AIM
Rewrite every line of the records below as one numbered list, skipping blank lines and leaving out the pictures.

PROVIDED DATA
◇ ◇ ◇

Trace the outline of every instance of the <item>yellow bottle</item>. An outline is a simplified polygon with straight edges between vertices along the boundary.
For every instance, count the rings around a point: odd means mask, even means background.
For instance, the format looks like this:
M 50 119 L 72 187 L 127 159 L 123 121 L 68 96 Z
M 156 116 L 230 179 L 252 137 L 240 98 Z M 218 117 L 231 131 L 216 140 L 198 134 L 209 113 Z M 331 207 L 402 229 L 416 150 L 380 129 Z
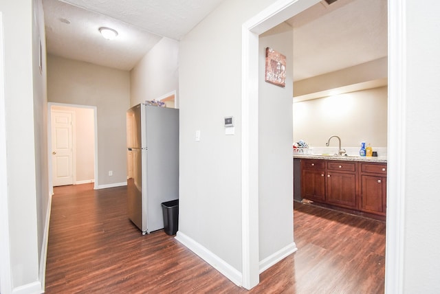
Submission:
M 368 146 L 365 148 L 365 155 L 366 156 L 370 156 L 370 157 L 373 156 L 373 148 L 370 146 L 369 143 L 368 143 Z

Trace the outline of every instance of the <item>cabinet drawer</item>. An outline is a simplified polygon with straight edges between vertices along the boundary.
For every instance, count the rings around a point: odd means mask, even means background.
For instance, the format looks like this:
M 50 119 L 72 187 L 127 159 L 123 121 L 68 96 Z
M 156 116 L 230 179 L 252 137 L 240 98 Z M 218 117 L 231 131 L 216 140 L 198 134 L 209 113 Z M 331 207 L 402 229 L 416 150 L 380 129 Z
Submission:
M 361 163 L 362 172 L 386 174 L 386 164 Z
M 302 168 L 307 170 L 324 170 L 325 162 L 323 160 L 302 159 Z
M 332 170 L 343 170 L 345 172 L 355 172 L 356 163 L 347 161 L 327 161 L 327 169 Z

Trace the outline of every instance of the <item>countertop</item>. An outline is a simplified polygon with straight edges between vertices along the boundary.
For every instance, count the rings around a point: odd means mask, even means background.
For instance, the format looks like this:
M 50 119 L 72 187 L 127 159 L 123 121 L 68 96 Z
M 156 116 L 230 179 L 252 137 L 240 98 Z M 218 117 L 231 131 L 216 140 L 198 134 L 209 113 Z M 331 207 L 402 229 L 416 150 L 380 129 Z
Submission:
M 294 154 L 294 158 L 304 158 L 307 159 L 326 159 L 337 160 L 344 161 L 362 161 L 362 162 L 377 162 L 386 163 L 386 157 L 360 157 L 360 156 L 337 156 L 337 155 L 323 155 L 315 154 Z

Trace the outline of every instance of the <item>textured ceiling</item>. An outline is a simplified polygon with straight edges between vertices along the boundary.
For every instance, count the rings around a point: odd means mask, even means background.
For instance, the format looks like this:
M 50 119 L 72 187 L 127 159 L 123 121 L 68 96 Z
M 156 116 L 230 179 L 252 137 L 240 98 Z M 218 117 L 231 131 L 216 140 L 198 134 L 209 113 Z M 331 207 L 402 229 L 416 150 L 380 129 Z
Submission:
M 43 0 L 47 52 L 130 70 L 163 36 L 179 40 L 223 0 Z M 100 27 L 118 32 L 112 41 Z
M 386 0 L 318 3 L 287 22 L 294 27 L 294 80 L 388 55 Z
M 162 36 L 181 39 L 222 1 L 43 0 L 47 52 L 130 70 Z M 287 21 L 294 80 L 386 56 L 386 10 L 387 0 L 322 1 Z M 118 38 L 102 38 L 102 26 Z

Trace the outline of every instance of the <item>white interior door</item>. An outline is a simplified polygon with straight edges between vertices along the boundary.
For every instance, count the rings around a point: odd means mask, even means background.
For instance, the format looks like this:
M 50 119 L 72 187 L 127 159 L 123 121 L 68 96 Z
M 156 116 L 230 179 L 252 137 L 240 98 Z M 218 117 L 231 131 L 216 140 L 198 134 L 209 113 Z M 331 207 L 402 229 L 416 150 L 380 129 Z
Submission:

◇ ◇ ◇

TASK SOLUTION
1. Trace the outline of every instance of the <item>yellow bottle</item>. An outline is a simplified polygon with straight edges between vertices along the boundary.
2. For every instance, count the rings around a point: odd means mask, even means background.
3. For instance, the format looks like this:
4. M 50 119 L 72 187 L 127 159 L 123 121 L 68 96 Z
5. M 156 116 L 230 179 L 252 137 L 240 98 Z M 218 117 L 231 131 L 216 140 L 198 134 L 209 113 Z M 331 207 L 402 229 L 416 150 L 380 129 Z
6. Submission:
7. M 368 146 L 365 148 L 365 155 L 366 156 L 370 156 L 370 157 L 373 156 L 373 148 L 370 146 L 369 143 L 368 143 Z
8. Trace the outline of every instance of the <item>cabinet drawer</item>. An outline is a simplified polygon with straight edges between vertices along the boundary.
9. For every instance, count the rings around a point: odd means mask, even means background.
10. For instance, the format looks like this:
11. M 50 119 L 72 187 L 127 159 L 123 121 L 68 96 Z
12. M 156 116 L 230 179 L 252 137 L 240 98 Z M 218 117 L 231 131 L 216 140 L 198 134 L 209 113 Z M 331 207 L 402 229 L 416 150 L 380 129 Z
13. Submission:
14. M 361 163 L 362 172 L 386 174 L 386 164 Z
15. M 302 168 L 307 170 L 324 170 L 325 162 L 323 160 L 302 159 Z
16. M 332 170 L 343 170 L 345 172 L 355 172 L 356 163 L 347 161 L 327 161 L 327 169 Z
17. Trace the outline of every instance of the <item>countertop</item>. An outline is a simplified polygon with straight edges between vertices along the boundary.
18. For every instance, count the rings around a point: odd means mask, even means background.
19. For instance, the format looks like this:
20. M 50 119 L 72 187 L 127 159 L 123 121 L 68 96 Z
21. M 156 116 L 230 179 L 252 137 L 240 98 Z M 218 117 L 231 131 L 216 140 L 198 134 L 209 113 Z M 331 207 L 402 229 L 416 150 L 380 129 Z
22. Submission:
23. M 294 154 L 294 158 L 304 158 L 307 159 L 326 159 L 337 160 L 344 161 L 362 161 L 362 162 L 377 162 L 386 163 L 386 157 L 360 157 L 360 156 L 337 156 L 337 155 L 323 155 L 315 154 Z
24. Trace the outline of every instance of the <item>textured ceiling</item>. An outline is a simplified polygon with straight edges between vertices along the boundary.
25. For every instance, count the rings around a point: odd means mask, even means background.
26. For instance, the format looks like this:
27. M 50 119 L 72 187 L 127 159 L 123 121 L 68 96 Z
28. M 156 116 L 230 179 L 252 137 L 240 98 Z M 218 117 L 231 131 L 216 140 L 198 134 L 209 113 Z M 331 207 L 402 229 L 416 150 L 380 129 Z
29. Submission:
30. M 43 0 L 47 52 L 130 70 L 163 36 L 179 40 L 223 0 Z M 100 27 L 118 32 L 112 41 Z
31. M 386 0 L 318 3 L 287 22 L 294 27 L 294 80 L 388 55 Z
32. M 162 36 L 181 39 L 222 1 L 43 0 L 47 52 L 130 70 Z M 287 21 L 294 80 L 386 56 L 386 10 L 387 0 L 322 1 Z M 118 38 L 102 38 L 102 26 Z
33. Trace the outline of every instance of the <item>white interior door</item>. An outline is a simplified polygon with straight edges between vertices along the boundary.
34. For every instance, count the rings around a point: odd means mask, even means background.
35. For instance, the format looks like this:
36. M 50 119 L 72 187 L 127 159 L 123 121 L 68 96 Z
37. M 156 116 L 230 179 L 252 137 L 240 98 Z M 218 117 L 231 131 L 216 140 L 198 134 L 209 113 Z M 331 207 L 402 229 L 416 150 L 380 129 Z
38. Submission:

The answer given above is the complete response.